**Written request:** Reproduce every one of the lines below in full, shifting each bounding-box coordinate in the answers by adding -99 to it. Leave the pictures out.

**Box-labeled dataset extracts:**

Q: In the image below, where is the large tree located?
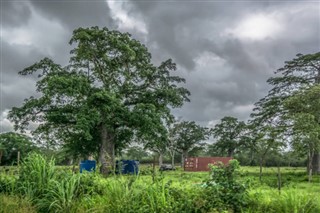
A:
[252,52,320,174]
[212,116,246,157]
[284,85,320,181]
[9,27,189,174]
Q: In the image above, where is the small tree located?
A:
[172,121,209,167]
[285,85,320,181]
[212,116,246,157]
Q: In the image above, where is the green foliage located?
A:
[0,174,17,194]
[0,132,38,165]
[212,116,247,157]
[251,52,320,175]
[248,188,320,213]
[172,121,209,157]
[17,153,56,199]
[204,160,248,212]
[8,27,190,173]
[36,175,80,213]
[0,193,37,213]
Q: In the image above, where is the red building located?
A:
[184,157,232,172]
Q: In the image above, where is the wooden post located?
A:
[152,155,156,183]
[278,163,281,194]
[17,151,20,174]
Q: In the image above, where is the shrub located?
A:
[203,160,248,212]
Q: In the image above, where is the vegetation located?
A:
[0,154,320,213]
[9,27,189,174]
[0,27,320,213]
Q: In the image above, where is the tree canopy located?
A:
[212,116,246,157]
[9,27,190,173]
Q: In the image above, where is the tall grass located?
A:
[0,194,36,213]
[18,153,56,199]
[245,188,320,213]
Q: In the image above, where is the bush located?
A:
[203,160,248,212]
[18,153,55,199]
[0,174,17,194]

**Answer to this problem:**
Q: In the image below, where is the large tree located?
A:
[153,-47,221,75]
[113,17,147,58]
[185,-14,221,82]
[-90,-72,90,75]
Q: In the image above, where is the small tree located?
A:
[73,22,110,68]
[186,-14,221,82]
[113,17,147,58]
Q: In the image above, where is the green foliage located?
A:
[-99,75,-82,95]
[-99,33,-61,66]
[113,17,148,58]
[152,-47,221,76]
[149,89,221,114]
[73,22,110,58]
[-82,54,-43,100]
[105,61,149,113]
[-91,-72,91,74]
[-63,76,-19,114]
[-99,94,-62,114]
Q: In the image above, where is the red building located?
A:
[85,58,133,73]
Q: In the image above, where is the wooden post located?
A:
[53,56,57,84]
[179,64,182,95]
[-82,52,-79,75]
Q: In the image above, where is the shrub located?
A:
[104,61,149,113]
Q: In the image above, where is the vegetation located?
A:
[-99,55,221,114]
[-90,-72,90,75]
[-99,-72,221,114]
Q: In the image above, where is the tree canopy located?
A:
[113,17,147,58]
[-90,-72,91,74]
Q: In the image above, where is the tall grass located?
A:
[-99,95,-63,114]
[-81,54,-43,100]
[146,89,221,114]
Q: In the image above, where is the bush located?
A:
[104,61,149,113]
[-81,54,-44,100]
[-99,75,-82,95]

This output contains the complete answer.